[Problems to work on]
**A)** Please decide whether each statement below agrees with the passage on "Careless Love": (i) W. C. Handy copyrighted "Loveless Love" in 1926; (ii) OKeh released Papa Celestin's recording of the song as a single; (iii) Chris Kelly was a trumpeter from Chicago. For each, answer yes or no and quote the words of the passage that decide it.
**B)** Extend the passage on "Careless Love" with a few sentences that pick up after its final line.
··· Extract to read
"Careless Love" is a traditional song, with several popular blues versions. It has been called a "nineteenth-century ballad and Dixieland standard".

The death referenced in an old version was the son of a Kentucky governor. Although published accounts have cited 1926 as the copyright date, W. C. Handy copyrighted "Loveless Love" in 1921 under Pace & Handy Music Co.

A recording by Bessie Smith titled "Careless Love Blues" was very popular in 1925. The same year it was recorded by Papa Celestin and his Tuxedo Dixieland Jazz Band and released as a single by OKeh. New Orleans cornetist Chris Kelly was famous for his emotional rendition of the piece.
······
··· Given data
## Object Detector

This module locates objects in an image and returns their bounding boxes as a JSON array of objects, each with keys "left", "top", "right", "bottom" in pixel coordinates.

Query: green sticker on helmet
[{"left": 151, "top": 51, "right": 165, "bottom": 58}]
······
[Answers in order]
**A)**
(i) No: "in 1921 under Pace & Handy Music Co."
(ii) Yes: "recorded by Papa Celestin and his Tuxedo Dixieland Jazz Band and released as a single by OKeh"
(iii) No: "New Orleans cornetist Chris Kelly"

**B)**
Many other artists have recorded "Careless Love" including Lonnie Johnson (musician), Eartha Kitt, Dr. John, Brook Benton, Connie Francis, Dinah Washington, Snooks Eaglin, Fats Domino, Frankie Laine, Madeleine Peyroux, Nat King Cole, Ray Charles, Rosemary Clooney, Shirley Bassey, Ronnie Lane, Slim Whitman and Van Morrison. Noh Sa-yeon released a Korean version of this song, "Nim Geurimja"(My Lover's Shadow) in 1983, which led to a few Korean singers covering that version.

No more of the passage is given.